> _YOUR GOAL_: Return exactly the lines below, starting with the one that has "Target: man's face" and going on through the one that has "Mark every instance of the green stem".

RECORDS FOR THIS EXERCISE START

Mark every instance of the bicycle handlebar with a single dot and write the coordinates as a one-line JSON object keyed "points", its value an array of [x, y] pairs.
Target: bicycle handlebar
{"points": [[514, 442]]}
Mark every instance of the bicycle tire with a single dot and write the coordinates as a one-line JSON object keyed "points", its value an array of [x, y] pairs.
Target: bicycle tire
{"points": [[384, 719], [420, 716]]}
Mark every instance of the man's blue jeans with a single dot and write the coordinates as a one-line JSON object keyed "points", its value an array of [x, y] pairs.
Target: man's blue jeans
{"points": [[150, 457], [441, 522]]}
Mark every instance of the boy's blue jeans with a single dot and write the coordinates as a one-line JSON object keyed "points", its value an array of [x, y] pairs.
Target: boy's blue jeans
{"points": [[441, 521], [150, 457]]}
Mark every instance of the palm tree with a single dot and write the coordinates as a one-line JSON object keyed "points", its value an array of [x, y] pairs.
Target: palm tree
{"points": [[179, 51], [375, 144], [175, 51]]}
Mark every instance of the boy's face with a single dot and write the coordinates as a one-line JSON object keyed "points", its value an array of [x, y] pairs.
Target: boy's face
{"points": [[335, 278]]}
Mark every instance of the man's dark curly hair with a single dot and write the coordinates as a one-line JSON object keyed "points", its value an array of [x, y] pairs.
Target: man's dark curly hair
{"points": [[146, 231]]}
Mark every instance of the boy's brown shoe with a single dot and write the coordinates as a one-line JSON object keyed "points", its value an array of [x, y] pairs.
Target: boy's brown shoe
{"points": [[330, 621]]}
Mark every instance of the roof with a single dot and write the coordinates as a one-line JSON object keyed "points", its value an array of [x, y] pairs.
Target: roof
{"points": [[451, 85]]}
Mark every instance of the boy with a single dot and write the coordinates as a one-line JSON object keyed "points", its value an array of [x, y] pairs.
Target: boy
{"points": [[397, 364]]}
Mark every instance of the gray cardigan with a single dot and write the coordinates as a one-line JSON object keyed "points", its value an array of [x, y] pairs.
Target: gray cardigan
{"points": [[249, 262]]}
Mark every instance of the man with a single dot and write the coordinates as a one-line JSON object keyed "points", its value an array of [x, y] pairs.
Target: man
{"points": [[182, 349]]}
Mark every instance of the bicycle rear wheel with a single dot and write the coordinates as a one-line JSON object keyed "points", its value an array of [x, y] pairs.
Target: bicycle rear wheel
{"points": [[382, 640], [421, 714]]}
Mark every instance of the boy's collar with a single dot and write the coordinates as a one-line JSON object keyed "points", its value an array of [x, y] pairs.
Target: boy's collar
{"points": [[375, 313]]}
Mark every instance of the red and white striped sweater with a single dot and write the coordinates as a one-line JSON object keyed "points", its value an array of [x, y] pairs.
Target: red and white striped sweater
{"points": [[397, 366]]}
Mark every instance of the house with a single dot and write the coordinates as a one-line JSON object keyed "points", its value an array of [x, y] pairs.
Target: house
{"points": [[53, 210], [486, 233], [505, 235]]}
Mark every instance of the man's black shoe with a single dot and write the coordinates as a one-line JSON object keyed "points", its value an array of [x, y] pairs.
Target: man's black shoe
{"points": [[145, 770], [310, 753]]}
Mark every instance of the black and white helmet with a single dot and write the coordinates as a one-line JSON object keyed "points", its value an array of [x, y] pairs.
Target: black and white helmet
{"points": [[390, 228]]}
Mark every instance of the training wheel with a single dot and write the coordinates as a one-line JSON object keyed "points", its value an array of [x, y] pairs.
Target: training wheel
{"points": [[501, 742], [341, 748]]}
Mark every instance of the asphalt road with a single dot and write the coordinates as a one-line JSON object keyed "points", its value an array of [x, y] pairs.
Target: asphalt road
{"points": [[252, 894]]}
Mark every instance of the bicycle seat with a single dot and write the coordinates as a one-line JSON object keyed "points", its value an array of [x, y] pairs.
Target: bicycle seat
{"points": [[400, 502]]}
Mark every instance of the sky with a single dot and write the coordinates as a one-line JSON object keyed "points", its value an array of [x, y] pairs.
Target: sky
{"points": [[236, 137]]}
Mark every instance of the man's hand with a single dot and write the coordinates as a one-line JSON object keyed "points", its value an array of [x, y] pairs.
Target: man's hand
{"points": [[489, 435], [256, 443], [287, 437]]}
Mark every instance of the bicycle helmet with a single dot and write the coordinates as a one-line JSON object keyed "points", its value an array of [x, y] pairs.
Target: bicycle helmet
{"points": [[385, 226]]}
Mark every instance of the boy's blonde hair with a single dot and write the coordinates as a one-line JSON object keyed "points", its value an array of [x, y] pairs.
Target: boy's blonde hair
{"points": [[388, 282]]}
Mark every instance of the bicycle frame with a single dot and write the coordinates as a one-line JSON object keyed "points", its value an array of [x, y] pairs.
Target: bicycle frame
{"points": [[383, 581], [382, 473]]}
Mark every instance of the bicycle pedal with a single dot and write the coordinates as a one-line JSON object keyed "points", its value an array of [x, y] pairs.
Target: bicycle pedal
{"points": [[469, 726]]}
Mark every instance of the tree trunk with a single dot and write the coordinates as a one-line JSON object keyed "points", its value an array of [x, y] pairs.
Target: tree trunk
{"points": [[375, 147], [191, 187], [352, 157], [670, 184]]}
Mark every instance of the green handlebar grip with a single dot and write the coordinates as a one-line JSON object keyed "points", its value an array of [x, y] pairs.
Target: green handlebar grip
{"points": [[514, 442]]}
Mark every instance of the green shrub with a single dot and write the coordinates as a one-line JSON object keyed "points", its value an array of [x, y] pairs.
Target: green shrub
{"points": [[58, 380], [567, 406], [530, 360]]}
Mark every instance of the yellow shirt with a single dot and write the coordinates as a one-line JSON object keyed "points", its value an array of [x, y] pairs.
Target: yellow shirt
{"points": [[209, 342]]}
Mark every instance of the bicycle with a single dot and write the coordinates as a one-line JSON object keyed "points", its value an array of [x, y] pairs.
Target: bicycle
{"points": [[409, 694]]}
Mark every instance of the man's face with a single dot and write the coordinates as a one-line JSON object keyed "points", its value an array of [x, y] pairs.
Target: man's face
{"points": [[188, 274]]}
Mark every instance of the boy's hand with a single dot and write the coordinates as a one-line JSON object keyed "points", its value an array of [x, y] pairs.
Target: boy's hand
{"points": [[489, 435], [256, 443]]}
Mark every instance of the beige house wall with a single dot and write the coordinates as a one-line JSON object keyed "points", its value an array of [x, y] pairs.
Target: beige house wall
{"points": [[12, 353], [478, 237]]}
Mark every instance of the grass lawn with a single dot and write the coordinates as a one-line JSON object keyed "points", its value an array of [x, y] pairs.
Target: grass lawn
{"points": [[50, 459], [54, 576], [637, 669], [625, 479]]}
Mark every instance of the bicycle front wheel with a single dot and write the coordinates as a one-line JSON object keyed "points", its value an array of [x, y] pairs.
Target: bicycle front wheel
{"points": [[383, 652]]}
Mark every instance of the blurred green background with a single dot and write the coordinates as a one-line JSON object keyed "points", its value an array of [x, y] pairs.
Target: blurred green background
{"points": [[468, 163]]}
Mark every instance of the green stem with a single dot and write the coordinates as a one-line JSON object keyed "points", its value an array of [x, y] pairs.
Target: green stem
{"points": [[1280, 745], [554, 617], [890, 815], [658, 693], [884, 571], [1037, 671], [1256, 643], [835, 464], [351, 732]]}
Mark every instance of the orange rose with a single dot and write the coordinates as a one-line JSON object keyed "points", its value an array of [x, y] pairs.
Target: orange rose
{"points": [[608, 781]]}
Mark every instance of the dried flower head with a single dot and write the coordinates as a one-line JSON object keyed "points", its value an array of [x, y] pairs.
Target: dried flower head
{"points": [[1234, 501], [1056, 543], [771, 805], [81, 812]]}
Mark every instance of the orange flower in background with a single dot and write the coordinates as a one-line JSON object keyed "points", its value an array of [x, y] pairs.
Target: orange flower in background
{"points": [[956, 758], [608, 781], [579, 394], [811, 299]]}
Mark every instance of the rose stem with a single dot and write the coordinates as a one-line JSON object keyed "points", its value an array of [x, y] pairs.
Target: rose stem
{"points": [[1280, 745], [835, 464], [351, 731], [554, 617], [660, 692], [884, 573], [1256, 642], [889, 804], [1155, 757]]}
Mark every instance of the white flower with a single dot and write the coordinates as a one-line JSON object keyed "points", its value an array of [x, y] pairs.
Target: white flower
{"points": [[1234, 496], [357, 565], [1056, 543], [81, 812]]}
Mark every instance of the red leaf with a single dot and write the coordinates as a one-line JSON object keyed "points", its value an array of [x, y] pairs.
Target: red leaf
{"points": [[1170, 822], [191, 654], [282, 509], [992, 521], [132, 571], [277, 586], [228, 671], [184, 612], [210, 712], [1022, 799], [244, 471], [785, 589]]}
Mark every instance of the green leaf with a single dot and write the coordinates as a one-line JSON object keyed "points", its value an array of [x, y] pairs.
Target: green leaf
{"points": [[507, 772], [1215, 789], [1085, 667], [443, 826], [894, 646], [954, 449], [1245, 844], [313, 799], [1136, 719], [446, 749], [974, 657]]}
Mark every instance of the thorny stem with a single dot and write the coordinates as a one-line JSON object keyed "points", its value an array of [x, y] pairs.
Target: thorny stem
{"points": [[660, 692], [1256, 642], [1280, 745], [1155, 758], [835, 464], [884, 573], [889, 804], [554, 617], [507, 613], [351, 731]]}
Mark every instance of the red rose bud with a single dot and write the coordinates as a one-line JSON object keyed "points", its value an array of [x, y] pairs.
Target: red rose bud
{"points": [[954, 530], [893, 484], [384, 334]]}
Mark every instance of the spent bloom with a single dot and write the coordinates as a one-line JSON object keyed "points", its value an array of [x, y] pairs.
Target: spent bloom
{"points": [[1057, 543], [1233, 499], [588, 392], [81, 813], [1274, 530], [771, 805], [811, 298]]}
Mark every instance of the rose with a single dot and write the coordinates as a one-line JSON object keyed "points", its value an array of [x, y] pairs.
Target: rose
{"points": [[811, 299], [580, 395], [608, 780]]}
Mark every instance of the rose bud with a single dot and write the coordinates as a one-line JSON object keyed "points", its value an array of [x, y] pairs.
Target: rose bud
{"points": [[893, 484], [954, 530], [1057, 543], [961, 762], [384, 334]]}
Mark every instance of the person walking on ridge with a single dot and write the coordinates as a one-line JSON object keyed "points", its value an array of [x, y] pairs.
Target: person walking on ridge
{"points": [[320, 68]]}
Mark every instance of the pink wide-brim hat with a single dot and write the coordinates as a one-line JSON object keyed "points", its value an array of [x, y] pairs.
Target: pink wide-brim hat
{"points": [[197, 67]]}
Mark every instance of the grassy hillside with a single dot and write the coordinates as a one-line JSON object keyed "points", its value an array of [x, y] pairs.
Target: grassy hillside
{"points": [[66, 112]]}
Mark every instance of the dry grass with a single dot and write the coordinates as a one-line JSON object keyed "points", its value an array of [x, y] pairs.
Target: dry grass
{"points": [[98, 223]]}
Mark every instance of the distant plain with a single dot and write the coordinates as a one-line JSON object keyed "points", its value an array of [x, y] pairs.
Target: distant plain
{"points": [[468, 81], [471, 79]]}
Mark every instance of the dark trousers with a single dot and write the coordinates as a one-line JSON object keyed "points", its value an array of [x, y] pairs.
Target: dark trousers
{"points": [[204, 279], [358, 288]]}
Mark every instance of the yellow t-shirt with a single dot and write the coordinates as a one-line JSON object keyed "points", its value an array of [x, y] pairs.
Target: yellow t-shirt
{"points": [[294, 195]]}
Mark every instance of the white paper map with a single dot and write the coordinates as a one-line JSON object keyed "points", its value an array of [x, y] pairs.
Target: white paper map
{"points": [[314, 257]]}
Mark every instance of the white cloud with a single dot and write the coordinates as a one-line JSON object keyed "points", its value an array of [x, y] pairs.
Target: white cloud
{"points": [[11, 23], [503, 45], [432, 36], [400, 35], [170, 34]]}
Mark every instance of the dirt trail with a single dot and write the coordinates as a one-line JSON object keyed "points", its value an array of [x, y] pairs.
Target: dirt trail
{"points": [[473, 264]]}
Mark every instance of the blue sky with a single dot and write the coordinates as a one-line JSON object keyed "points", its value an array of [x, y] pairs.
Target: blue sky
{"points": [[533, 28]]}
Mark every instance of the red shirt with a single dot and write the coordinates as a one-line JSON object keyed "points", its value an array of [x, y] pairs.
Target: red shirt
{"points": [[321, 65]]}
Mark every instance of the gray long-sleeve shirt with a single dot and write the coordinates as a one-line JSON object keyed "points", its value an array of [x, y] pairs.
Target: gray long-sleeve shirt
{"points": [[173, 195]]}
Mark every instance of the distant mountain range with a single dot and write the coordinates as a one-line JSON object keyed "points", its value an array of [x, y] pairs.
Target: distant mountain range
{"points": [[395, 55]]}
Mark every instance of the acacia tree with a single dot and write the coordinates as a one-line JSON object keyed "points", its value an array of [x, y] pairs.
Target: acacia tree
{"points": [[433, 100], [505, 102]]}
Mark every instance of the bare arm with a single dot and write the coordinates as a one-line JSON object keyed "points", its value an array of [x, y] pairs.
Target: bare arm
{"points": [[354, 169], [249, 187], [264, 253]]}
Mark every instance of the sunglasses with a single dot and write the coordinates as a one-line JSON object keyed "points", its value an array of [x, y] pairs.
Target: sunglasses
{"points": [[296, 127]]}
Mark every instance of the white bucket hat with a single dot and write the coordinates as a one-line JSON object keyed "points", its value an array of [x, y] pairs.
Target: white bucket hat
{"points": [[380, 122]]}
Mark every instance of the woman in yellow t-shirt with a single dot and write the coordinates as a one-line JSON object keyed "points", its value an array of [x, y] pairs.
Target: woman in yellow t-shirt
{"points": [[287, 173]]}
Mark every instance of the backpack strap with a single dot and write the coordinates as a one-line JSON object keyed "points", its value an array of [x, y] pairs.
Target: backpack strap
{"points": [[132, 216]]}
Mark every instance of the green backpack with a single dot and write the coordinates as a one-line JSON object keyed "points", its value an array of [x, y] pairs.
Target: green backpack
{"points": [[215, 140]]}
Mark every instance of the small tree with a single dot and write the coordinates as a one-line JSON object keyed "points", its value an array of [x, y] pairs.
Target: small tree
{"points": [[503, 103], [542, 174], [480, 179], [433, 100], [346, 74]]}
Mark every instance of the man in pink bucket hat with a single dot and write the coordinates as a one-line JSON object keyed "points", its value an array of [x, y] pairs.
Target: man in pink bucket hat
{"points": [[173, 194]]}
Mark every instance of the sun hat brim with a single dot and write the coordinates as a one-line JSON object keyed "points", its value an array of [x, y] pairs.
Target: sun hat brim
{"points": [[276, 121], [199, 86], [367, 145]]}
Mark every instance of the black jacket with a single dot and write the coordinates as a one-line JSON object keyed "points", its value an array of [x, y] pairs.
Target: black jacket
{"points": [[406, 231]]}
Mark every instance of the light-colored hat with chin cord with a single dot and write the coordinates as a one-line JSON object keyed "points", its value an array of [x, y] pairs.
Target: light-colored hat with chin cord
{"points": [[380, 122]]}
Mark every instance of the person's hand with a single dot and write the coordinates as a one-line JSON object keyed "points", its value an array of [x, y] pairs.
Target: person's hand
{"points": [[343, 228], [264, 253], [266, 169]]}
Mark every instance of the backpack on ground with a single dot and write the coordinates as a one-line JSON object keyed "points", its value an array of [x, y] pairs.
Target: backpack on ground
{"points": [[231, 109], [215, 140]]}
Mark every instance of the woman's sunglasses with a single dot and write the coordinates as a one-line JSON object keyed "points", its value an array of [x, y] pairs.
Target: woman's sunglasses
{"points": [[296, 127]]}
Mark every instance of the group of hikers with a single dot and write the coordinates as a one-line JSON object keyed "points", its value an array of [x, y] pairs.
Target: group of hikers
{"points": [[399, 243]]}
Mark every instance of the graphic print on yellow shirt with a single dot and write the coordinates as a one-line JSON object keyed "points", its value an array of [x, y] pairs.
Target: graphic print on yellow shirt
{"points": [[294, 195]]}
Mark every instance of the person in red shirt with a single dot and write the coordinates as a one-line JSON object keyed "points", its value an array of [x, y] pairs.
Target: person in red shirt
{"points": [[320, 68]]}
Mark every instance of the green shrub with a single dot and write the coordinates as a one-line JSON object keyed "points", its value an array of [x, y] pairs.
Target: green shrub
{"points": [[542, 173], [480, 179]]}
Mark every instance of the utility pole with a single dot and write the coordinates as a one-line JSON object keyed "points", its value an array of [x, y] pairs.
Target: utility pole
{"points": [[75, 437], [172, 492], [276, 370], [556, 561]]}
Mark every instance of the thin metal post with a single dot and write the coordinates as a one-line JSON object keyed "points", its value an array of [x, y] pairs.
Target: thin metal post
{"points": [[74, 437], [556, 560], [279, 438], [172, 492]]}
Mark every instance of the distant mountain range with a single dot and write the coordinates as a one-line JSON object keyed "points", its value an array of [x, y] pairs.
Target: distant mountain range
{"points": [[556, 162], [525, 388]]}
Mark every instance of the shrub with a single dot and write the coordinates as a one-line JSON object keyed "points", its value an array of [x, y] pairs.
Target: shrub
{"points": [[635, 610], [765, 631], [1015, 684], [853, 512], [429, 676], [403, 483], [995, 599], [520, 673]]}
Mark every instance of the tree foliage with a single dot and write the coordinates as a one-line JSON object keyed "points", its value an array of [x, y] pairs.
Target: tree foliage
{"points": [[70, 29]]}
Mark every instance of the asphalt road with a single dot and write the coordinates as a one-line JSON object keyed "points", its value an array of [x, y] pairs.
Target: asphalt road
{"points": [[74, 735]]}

RECORDS FOR THIS EXERCISE END

> _TASK OUTPUT_:
Target: man's face
{"points": [[188, 274]]}
Mark every instance of the boy's hand with a single dot and write the coordinates as a one-line JSON object keyed "points", its value an array of [x, y] pairs.
Target: boy's hand
{"points": [[489, 435], [256, 443]]}
Mark every instance of the beige house wall with a single dot and write the coordinates as a one-line JSON object keyed "points", its value an array of [x, y] pairs.
Target: beige house wall
{"points": [[12, 353], [478, 237]]}
Mark every instance of the grass lawn with a single dot and write the coordinates as a one-line JSON object keyed "points", its value an array of [x, y] pairs.
Target: grass lawn
{"points": [[50, 459], [54, 576], [637, 669], [625, 479]]}
Mark every instance of the bicycle front wheel with a single dot and write the coordinates as a one-line JSON object keyed "points", its value an array of [x, y] pairs.
Target: bicycle front wheel
{"points": [[383, 652]]}
Mark every instance of the blurred green background with a single dot and write the coordinates as a one-line JSON object keyed "points", its value an array of [x, y] pairs.
Target: blurred green background
{"points": [[468, 163]]}
Mark every instance of the green stem with a single dot and write the coordinates as a one-line JSON object keyed "points", its value an array of [x, y] pairs.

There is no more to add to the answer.